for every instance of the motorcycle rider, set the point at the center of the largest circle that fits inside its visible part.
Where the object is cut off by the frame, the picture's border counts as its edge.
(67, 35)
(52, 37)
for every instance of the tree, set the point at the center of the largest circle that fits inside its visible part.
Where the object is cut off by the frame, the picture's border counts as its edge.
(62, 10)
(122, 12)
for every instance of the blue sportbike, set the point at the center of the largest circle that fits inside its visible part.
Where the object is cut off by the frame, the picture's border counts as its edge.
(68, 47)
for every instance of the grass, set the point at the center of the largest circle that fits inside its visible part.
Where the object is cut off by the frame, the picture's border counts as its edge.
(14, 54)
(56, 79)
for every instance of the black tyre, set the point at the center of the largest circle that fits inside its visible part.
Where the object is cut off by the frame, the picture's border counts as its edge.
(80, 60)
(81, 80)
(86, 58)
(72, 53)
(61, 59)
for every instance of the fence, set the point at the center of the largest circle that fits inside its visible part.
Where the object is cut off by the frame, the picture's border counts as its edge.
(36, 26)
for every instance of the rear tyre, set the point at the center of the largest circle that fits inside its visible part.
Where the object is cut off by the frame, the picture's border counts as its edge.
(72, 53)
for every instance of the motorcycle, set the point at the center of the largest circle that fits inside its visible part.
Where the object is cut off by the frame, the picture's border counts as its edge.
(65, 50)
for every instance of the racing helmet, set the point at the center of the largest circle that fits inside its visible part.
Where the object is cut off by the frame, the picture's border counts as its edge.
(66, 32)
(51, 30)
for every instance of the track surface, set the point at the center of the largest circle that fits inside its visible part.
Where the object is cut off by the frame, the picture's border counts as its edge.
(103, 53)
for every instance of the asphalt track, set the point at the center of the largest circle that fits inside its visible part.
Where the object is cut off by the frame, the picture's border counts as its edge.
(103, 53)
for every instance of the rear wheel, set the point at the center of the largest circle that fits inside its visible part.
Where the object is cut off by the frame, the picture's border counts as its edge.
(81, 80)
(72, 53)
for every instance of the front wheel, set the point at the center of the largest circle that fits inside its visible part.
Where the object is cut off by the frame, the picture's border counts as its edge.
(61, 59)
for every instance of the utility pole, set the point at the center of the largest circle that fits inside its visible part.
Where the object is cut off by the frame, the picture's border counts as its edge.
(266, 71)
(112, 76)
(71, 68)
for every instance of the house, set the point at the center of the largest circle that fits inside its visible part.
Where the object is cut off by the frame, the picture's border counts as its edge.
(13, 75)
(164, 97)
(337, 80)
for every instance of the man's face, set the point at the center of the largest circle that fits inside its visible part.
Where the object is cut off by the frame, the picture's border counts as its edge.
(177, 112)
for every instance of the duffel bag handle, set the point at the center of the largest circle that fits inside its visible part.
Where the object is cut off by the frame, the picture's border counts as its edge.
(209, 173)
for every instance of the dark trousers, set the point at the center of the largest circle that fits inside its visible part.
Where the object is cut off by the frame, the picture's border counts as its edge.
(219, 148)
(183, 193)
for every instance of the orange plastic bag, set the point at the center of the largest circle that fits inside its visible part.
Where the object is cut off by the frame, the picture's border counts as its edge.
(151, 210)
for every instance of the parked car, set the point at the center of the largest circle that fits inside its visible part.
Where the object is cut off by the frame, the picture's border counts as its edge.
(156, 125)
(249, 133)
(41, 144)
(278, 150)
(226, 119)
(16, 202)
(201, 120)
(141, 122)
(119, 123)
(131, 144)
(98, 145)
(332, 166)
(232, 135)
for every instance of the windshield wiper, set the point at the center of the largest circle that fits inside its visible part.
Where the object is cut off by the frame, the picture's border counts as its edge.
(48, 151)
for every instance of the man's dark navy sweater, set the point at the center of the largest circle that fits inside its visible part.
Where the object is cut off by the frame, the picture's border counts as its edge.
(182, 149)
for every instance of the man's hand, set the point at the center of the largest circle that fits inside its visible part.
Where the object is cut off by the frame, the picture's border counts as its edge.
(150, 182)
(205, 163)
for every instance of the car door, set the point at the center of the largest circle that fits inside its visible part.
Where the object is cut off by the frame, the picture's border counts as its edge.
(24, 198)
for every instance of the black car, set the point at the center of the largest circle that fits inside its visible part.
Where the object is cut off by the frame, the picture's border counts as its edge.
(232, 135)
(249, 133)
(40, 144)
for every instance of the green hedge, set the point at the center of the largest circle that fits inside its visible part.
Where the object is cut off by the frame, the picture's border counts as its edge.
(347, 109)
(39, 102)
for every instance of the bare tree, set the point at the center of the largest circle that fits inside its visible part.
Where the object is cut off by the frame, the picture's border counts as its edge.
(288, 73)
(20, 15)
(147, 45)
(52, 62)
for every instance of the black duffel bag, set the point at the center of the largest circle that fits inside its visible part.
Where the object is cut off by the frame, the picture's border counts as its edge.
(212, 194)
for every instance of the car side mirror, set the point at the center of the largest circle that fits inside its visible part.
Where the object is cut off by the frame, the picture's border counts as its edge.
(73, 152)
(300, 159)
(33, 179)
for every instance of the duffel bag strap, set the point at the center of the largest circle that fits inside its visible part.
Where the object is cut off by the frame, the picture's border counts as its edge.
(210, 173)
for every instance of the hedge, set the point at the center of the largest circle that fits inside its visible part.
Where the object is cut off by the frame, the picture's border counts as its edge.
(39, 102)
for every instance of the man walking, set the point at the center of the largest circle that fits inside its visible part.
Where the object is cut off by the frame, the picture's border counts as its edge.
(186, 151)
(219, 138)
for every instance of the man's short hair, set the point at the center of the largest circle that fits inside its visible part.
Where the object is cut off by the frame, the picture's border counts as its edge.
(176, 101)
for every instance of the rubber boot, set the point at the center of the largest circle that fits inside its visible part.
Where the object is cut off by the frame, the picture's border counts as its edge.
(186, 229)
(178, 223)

________________________________________

Your answer should hold every line of the entries that contains the string "motorcycle".

**Exercise output**
for every instance of the motorcycle rider, set the point at the center of the largest circle that fits inside its visible part.
for every instance of the motorcycle, set the point at the center of the largest circle that fits inside its visible part.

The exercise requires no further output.